# DESCRIPTION OF THE TASK
Rewrite the records below, replacing "one point per instance" with "one point for each instance" everywhere it occurs and leaving everything else unchanged.

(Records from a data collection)
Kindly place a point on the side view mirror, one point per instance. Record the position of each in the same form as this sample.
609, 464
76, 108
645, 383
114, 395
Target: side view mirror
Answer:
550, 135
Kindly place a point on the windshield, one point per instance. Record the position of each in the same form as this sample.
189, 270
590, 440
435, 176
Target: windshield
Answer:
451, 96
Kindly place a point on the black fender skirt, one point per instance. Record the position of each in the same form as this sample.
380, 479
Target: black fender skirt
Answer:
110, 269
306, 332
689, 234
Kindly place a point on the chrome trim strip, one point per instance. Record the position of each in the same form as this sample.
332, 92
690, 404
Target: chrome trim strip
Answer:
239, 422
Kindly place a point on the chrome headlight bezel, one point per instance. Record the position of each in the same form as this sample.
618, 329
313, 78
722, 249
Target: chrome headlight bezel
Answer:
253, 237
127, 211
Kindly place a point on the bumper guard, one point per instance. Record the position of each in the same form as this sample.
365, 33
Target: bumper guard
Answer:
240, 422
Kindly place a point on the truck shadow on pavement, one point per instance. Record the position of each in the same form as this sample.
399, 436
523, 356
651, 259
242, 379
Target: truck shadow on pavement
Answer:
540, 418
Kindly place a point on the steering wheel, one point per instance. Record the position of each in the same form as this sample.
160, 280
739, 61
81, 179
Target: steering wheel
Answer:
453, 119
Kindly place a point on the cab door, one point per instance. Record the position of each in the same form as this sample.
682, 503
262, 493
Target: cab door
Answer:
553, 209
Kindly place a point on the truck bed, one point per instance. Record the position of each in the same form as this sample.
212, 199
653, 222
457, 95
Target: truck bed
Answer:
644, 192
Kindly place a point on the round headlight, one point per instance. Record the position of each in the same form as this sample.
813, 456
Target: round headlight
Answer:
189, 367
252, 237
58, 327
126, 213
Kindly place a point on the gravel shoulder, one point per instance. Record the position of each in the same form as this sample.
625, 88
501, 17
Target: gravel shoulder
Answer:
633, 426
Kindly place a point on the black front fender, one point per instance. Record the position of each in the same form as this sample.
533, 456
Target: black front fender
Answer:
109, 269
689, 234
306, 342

# EXERCISE SOLUTION
Kindly place a point on the side view mirror, one point for each instance. Record the position of each in the same form as this sample.
609, 464
76, 108
645, 383
114, 395
Target: side view mirror
Answer:
550, 135
Kindly place a point on the windshield, one point for each instance. Record the position of each in the same form as this sample.
189, 270
590, 440
435, 176
Target: windshield
Answer:
451, 96
Kindly place a point on the black fender skirt, one point for each instance. Record the position of each in the same form as this sample.
380, 479
Target: black fender skirt
Answer:
110, 269
306, 332
689, 234
Kindly place a point on the chrome trim strip, one point for each instance. Record the position of each in the same form as this sample.
332, 92
690, 404
Target: chrome trim strip
Answer:
239, 422
Kindly place a point on the chrome headlight bezel, one point for each instance. Record the position of each in the same form as this sample.
618, 329
313, 78
722, 249
Target: chrome headlight bezel
Answer:
253, 237
127, 211
Kindly place a point on the bumper guard, one point for each instance. Record the position of each in the same form as this sample.
365, 33
Target: bumper guard
Answer:
240, 422
Kindly place a point on the truck shadow on pavement, one point for each instance. Record the position of each in the same form as this sample.
399, 436
523, 356
651, 259
242, 379
Target: truck shadow on pavement
Answer:
540, 418
Kindly place a point on the steering wheel, one point for each instance. Record the position of each in the same form as this sample.
160, 280
739, 61
81, 179
Target: steering wheel
Answer:
453, 119
Kindly place a point on the cab door, one point for each instance. Record the position of each in the same form as this sample.
682, 503
262, 493
Target: cab door
Answer:
553, 209
Kindly place a point on the truck bed, one point for each instance. Record the position of each in the same form as this sample.
212, 199
653, 222
457, 95
Target: truck bed
Answer:
644, 192
Kindly place a point on the round headlight, one point for each instance. Record the position of each in the same form as this sample.
813, 456
Target: round headlight
Answer:
189, 367
252, 237
58, 327
126, 213
Kindly place a point on the gravel shoulder, one point for each instance. Record the position of each in the same form as this sample.
625, 88
501, 17
Target: gravel shoulder
Answer:
633, 426
Kindly place a point on the black front fender, one point for each instance. Record the position of each in the same form as this sample.
533, 456
Target: black front fender
Answer:
109, 269
689, 234
306, 342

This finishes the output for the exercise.